Task instructions.
1. In the passage on Cu₂O nanocubes, rewrite the part starting at "Fig. 2 Time-dependent" and ending at "bar: 50 nm.", changing "Time-dependent" to "Time-resolved".
2. In the passage on Cu₂O nanocubes, what size were the nanocubes used to study the galvanic replacement process with HAuCl₄?

Document text.
════

3Cu₂O + 6H⁺ + 2AuCl₄⁻ → 2Au + 6Cu²⁺ + 8Cl⁻ + 3H₂O (1)

and this reaction follows a very rapid process, as the orange color of Cu₂O nanocubes will be immediately changed into dark brown upon interaction with HAuCl₄. And we found that the structure of Cu₂O nanocubes that are 40–60 nm in size (Fig. 1 c) can be easily destroyed, and only scattered Au nanoparticles can be obtained (see Fig. S1 in ESI†). Therefore, here we used the Cu₂O nanocubes that are 100–120 nm in size (Fig. 1d) to study the galvanic replacement process between Cu₂O and HAuCl₄ (Fig. 2), and this reaction involves evolution of an internal hollow core and surface precipitation of Au nanoparticles. It can be seen that the inside part of the Cu₂O nanocubes will be firstly etched by a mechanism analogous to pinhole corrosion, and the pinholes serve as transport paths during the dissolution of Cu₂O nanocubes. With the elongation of reaction time, hole expansion and Au precipitation result in hollow Cu₂O–Au nanocomposites. However, given long enough reaction time and adequate HAuCl₄ source, the Cu₂O will be fully dissolved and the nanocube framework will be eventually collapsed, resulting in only dispersed Au nanoparticles (see Fig. S2 in ESI†). It has been reported that reaction between HAuCl₄ and Cu₂O might lead to CuO,²² but we found Cu₂O would be transformed into soluble Cu²⁺ species in acidic environment.⁶

Fig. 2 Time-dependent TEM study of the galvanic replacement process between Cu₂O and HAuCl₄, (a) 30 s, (b) 1 min, (c) 2 min, and (d) 5 min. Scale bar: 50 nm.

════

Stored data.
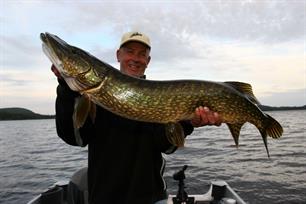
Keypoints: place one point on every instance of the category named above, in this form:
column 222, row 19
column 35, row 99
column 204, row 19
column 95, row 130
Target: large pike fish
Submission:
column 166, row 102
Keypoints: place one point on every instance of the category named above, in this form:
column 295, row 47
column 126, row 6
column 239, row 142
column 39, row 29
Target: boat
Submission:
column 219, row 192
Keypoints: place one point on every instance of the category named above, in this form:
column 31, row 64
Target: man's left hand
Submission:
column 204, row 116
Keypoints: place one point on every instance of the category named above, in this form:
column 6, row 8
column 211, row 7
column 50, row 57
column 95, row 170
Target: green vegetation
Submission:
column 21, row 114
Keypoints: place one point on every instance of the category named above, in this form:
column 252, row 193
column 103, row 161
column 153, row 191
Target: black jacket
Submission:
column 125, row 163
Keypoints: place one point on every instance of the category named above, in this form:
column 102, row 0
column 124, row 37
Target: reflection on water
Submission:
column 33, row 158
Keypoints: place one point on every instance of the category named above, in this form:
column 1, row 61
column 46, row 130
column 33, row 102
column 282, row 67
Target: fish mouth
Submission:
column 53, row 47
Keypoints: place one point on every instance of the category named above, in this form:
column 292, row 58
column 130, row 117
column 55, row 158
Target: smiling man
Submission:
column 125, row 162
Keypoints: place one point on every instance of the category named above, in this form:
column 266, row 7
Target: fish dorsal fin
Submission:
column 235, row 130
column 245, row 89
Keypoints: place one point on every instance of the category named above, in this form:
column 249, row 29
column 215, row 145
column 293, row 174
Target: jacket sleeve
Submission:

════

Answers below.
1.
Fig. 2 Time-resolved TEM study of the galvanic replacement process between Cu₂O and HAuCl₄, (a) 30 s, (b) 1 min, (c) 2 min, and (d) 5 min. Scale bar: 50 nm.

2. 100–120 nm